Natural language region descriptions:
• • •

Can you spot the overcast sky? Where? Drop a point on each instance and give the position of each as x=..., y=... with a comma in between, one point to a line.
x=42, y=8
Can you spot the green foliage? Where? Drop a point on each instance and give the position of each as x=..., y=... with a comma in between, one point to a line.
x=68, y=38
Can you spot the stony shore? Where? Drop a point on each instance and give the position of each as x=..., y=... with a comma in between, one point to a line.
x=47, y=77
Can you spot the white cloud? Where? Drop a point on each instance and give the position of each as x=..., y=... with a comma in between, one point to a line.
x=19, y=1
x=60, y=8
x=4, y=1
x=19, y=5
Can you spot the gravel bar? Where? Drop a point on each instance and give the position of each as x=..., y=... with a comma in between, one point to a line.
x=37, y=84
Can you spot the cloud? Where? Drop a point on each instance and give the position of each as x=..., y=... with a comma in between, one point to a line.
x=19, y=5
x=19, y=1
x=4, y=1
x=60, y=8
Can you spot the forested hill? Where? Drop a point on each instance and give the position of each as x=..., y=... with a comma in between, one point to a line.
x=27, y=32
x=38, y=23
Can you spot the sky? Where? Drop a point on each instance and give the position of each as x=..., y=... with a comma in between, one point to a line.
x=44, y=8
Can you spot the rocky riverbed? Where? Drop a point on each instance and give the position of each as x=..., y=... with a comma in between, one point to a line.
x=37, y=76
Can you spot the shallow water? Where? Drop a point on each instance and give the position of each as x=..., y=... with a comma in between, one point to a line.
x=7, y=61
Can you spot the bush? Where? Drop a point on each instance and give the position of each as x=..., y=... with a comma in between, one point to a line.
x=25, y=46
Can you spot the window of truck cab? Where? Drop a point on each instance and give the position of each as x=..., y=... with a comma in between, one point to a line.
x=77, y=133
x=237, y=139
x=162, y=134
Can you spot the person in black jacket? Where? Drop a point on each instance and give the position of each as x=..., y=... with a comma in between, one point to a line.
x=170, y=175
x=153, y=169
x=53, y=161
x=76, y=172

• • •

◆ **REQUIREMENT**:
Print each line of the data exactly as it was written.

◆ **THE COMPLETED TASK**:
Can you spot the overcast sky? Where? Drop a point on each instance and give the position of each as x=..., y=... with a comma in between, one point to a line.
x=42, y=8
Can you spot the green foliage? Where? Drop a point on each instance and give the position of each as x=..., y=... with a comma in between, one point to a line.
x=68, y=38
Can you spot the stony shore? Where? Drop a point on each instance and give the position of each as x=..., y=... with a comma in between, one point to a line.
x=47, y=77
Can you spot the white cloud? Where? Drop a point on each instance and give the position of each as x=..., y=... with a comma in between, one point to a line.
x=19, y=1
x=60, y=8
x=4, y=1
x=19, y=5
Can you spot the gravel bar? Where? Drop a point on each instance and give the position of each as x=..., y=... with a comma in between, one point to a line.
x=37, y=84
Can you spot the cloud? Where? Drop a point on each instance and give the position of each as x=..., y=... with a comma in between, one point to a line.
x=19, y=5
x=19, y=1
x=4, y=1
x=60, y=8
Can you spot the forested hill? Where? Drop a point on each instance and give the position of each as x=..., y=... with a comma in between, one point to a line.
x=27, y=32
x=38, y=23
Can you spot the sky? Where? Drop a point on each instance and give the position of each as x=..., y=... with a comma in between, one point to a line.
x=44, y=8
Can you spot the rocky riverbed? Where? Drop a point on each instance and give the position of each as x=..., y=... with a comma in between, one point to a line.
x=37, y=76
Can you spot the shallow water? Where? Drop a point on each instance and give the position of each as x=..., y=... with a comma in between, one point to a line.
x=7, y=61
Can you spot the bush? Where? Drop a point on each instance and give the position of each as x=..., y=... with a comma in between, one point to a line.
x=25, y=46
Can you spot the window of truck cab? Where? Drop a point on each instance and give the position of each as x=..., y=... with a comma in between, one point to a line.
x=77, y=133
x=237, y=139
x=162, y=134
Can you spot the person in black jacket? Where? Drop a point on each instance and give the position of each as x=..., y=... with a comma in between, one point to a line.
x=170, y=175
x=153, y=169
x=53, y=161
x=76, y=172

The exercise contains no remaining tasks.